Or, when we're meditating and just watching and just watching and just being with, we can have the sense of the witness sitting, almost like watching the river of experience flow by. Things and phenomena are just arising and passing, arising and passing. A witness sitting, watching phenomena go by. Or we might get a sense of the world, the world of experience, phenomena, being in awareness. It's almost like awareness is expansive, huge, embraces all phenomena, holds everything, and remains in itself unperturbed, unfazed, untouched. The world is in awareness. Now, both of those -- watching the river flow by, and the world being in awareness -- are beautiful openings in practice, openings of consciousness that we want to explore, want to get to know, want to stay with and be with. Really beautiful. A lot of freedom possible there, a lot of freedom. I want to cultivate them. I want to deliberately cultivate those ways of seeing, those kind of stationings of that sense of things. But there are problems with that in terms of what's ultimately true. There are problems with both of them.

The first one is that it's very easy to identify with the witness, identify with the watcher or awareness or consciousness or whatever we might call it, and we might give it capital letters or whatever. And again, we might do this consciously, or we might do it unconsciously. Really, really important because the Buddha said that's actually not the truth of things. You are not awareness. We are not awareness. And we need to learn to unhook that identification. That's a skill and an art and a practice, very possible.

The second thing, and it's probably even -- if possible -- more important, is that this witness or this awareness always has with it -- what can we say -- factors, other factors, that colour and shape and fabricate experience. So we've touched on this. The world, the world of experience, is always fabricated or concocted. Those two words, 'fabricated' and 'concocted,' are a translation of the word saṅkhāra, the Buddhist word saṅkhāra. In English they give a very good sense because it implies something not quite real -- 'fabrication, concoction.' There's always something mixed with awareness, some thought or reaction, subtle reaction, or view, including the self-view no matter how subtle, or intention, or delusion; something that's fabricating the way the world is experienced and fabricating the experience. So rather than a world kind of existing in awareness, one actually sees that there's this building of the world of experience.

One time, the Buddha was sitting around with a group of monks, in this case, and he said to them, "Monks, if you" -- I'm paraphrasing because I couldn't find the story, but I'll paraphrase the story -- "if you had a stride, a step when you walked, you had a step that was 100 miles long, one step took you 100 miles, and you walked for 100 years or 100 lifetimes or 1,000 lifetimes, you wouldn't reach the end of the world. And yet, monks, unless you reach the end of the world, unless you see the end of the world, you won't know nibbāna." Then he went inside to his kuṭi and he shut the door. [laughter] And he left them to chew on that. I think it was left to Ānanda or Mahākaccāna to kind of explain that.[4]

What he's getting to is what I'm talking about. It's that the world is fabricated. And we want to understand something, so I'm going to say more about it. When in meditation, in practice, the awareness calms and it feels open and we're clear, we're present, one actually wants to start paying attention, deliberate attention, and see this process of the building and the fabricating of things and experience, the fabricating of the world. I actually want to see that because I want to understand it. And in seeing it, can I learn the skill, the art, of letting go of that building? I've said this before: it's not enough to just sit on the riverbank and watch phenomena go by. Of course they'll arise, and of course they'll fade. But that understanding won't be enough because it won't take you to the end of the world that the Buddha is talking about. I need to understand how the mind, the heart, is building experience. And is it possible, in that understanding, to actually let go of it and not build? So again, these words, the translation of saṅkhāra, 'concoct,' 'fabricate' -- in English they imply a falsity. They imply, like we call a lie, a fabrication, a concoction, some fancy story. The Buddha picks these words. Interesting.

» Collected material

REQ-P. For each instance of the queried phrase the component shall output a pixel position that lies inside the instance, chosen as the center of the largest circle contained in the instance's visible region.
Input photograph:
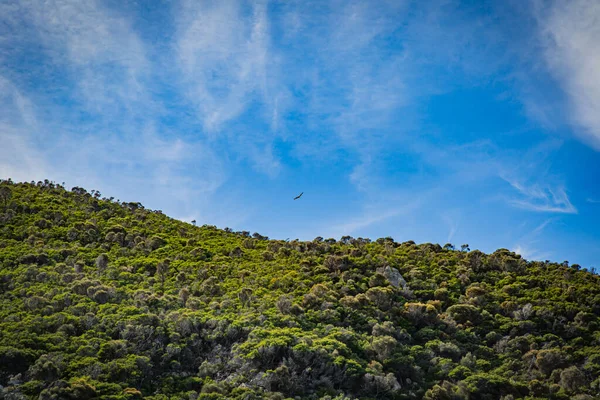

» Tasks to complete
A - From the meditation talk, reproduce the passage that begins at the words "The first one" and stops after "practice, very possible.".
B - In the meditation talk, which Buddhist word do "fabricated" and "concocted" translate?
C - According to the meditation talk, what can be mixed with awareness and fabricate experience? List each one.

» Solutions per task
A -
The first one is that it's very easy to identify with the witness, identify with the watcher or awareness or consciousness or whatever we might call it, and we might give it capital letters or whatever. And again, we might do this consciously, or we might do it unconsciously. Really, really important because the Buddha said that's actually not the truth of things. You are not awareness. We are not awareness. And we need to learn to unhook that identification. That's a skill and an art and a practice, very possible.

B - Saṅkhāra.

C -
- Thought
- Reaction, including subtle reaction
- View, including the self-view
- Intention
- Delusion